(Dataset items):
'''

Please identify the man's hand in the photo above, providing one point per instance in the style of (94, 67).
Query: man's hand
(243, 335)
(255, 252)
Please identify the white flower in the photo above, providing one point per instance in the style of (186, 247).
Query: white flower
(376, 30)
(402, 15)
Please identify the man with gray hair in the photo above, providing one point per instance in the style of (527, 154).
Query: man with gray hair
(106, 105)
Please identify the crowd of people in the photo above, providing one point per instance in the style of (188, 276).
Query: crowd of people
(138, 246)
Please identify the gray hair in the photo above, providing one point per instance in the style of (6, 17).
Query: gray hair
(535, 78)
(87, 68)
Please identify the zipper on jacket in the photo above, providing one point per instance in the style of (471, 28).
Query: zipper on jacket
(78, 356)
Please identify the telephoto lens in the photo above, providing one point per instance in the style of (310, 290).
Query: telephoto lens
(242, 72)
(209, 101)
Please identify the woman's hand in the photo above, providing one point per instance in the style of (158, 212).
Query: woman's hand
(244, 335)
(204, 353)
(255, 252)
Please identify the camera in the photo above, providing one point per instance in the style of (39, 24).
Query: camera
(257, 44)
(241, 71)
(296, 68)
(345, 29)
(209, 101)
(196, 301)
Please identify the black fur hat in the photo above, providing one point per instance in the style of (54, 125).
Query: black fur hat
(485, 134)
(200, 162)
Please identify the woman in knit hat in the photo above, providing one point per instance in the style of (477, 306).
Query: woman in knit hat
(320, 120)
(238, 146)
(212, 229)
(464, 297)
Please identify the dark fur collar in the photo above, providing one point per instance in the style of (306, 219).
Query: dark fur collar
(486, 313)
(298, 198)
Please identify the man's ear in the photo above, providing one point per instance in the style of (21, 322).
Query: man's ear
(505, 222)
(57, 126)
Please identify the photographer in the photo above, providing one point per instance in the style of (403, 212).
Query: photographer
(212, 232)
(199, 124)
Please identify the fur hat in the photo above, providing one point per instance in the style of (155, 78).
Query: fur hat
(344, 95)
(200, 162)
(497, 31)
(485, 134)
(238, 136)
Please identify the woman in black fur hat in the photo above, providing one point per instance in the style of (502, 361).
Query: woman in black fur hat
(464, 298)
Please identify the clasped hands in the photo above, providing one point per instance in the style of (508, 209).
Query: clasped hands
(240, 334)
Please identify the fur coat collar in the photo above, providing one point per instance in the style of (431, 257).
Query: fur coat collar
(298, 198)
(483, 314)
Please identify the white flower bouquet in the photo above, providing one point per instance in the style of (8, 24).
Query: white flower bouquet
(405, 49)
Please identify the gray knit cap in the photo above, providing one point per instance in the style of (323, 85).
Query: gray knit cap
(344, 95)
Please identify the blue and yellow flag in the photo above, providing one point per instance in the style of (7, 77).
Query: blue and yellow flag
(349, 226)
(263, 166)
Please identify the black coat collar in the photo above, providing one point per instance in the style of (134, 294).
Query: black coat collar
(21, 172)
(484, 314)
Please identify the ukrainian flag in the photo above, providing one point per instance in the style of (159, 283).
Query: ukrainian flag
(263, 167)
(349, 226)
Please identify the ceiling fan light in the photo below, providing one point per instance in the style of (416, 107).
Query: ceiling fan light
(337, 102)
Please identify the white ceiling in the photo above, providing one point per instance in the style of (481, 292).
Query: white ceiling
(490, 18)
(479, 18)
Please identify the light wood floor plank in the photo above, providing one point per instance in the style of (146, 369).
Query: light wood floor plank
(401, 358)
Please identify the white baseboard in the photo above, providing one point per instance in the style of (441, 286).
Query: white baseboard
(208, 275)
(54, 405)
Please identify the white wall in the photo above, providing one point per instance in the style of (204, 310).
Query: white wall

'''

(Instructions to follow): Write out every line of the data again, exactly as it reads.

(Answer):
Please identify the man's hand in the photo above, providing one point per instance in the style of (94, 67).
Query: man's hand
(243, 335)
(255, 252)
Please identify the white flower in the photo above, providing one point per instance in the style of (186, 247).
Query: white flower
(376, 30)
(402, 15)
Please identify the man with gray hair in the photo above, providing one point per instance in the style of (527, 154).
Query: man with gray hair
(106, 105)
Please identify the crowd of people in the photo above, providing one point per instance in the style of (188, 276).
Query: crowd of people
(138, 246)
Please identify the gray hair in the photo above, providing one point per instance in the style of (6, 17).
Query: gray hair
(535, 78)
(87, 68)
Please identify the zipper on jacket in the photo above, providing one point per instance in the style of (471, 28).
Query: zipper on jacket
(78, 356)
Please identify the telephoto lens in the photo above, providing one point per instance in the style of (310, 290).
Query: telephoto lens
(242, 72)
(209, 101)
Please identify the woman's hand in the photo above, providing one point per instance in the style of (158, 212).
Query: woman's hand
(244, 335)
(204, 353)
(255, 252)
Please identify the camera in the photo above, providing one point per instance in the style of (39, 24).
Query: camera
(257, 44)
(241, 71)
(296, 68)
(345, 29)
(209, 101)
(196, 301)
Please identify the black fur hat in the photo above, providing one point per instance in the style of (54, 125).
Query: black fur hat
(485, 134)
(200, 162)
Please identify the woman in knit hat in the photo above, providing one point per instance in the style of (477, 306).
Query: woman in knit hat
(320, 120)
(238, 146)
(212, 229)
(464, 297)
Please identify the dark fur collar in the photo above, providing one point per instance in the style of (306, 219).
Query: dark fur collar
(486, 313)
(298, 198)
Please identify the man's ear in the photo above, providing one point per instance in the style of (21, 322).
Query: man's ear
(505, 222)
(57, 126)
Please identify the photographer in the photo above, providing one point per instance in the style of (403, 212).
Query: photographer
(212, 232)
(199, 124)
Please identify the fur hat in the photo above, providing one point per instance in the style of (155, 78).
Query: fur hat
(344, 95)
(200, 162)
(497, 31)
(485, 134)
(238, 136)
Please identify the woman in black fur hat in the photo above, providing one point per instance in the style of (502, 361).
Query: woman in black fur hat
(464, 298)
Please identify the clasped hands in the photo above, providing one point per instance in the style of (508, 209).
Query: clasped hands
(240, 334)
Please identify the fur coat collar in the photo above, providing one point per instance in the style of (431, 257).
Query: fur coat collar
(298, 198)
(483, 314)
Please identify the white flower bouquet in the photo above, providing one point per instance in the style of (8, 24).
Query: white flower bouquet
(405, 49)
Please identify the gray knit cap in the photo above, providing one point per instance in the style of (323, 85).
Query: gray knit cap
(344, 95)
Please identify the blue and yellow flag in the photo above, providing one point per instance in the style of (7, 77).
Query: blue and yellow flag
(349, 226)
(263, 166)
Please identify the black coat collar in the photo above, providing one point per instance in the style of (134, 294).
Query: black coat collar
(21, 172)
(484, 314)
Please identify the ukrainian flag in the photo above, providing one point per instance in the style of (159, 283).
Query: ukrainian flag
(263, 167)
(349, 226)
Please identify the ceiling fan light in the photo below, providing one point per instance in the style of (416, 107).
Query: ceiling fan light
(337, 102)
Please identify the white ceiling in the photo above, providing one point per instance in the style of (481, 292).
Query: white ceiling
(490, 18)
(479, 18)
Please identify the light wood floor plank in the photo above, providing one point per instance in the style of (146, 369).
Query: light wood floor plank
(401, 358)
Please identify the white baseboard in the photo above, providing one point per instance in the style of (441, 286).
Query: white baseboard
(208, 275)
(54, 405)
Please identify the white wall in the photo above, providing one point per instance in the style of (204, 310).
Query: white wall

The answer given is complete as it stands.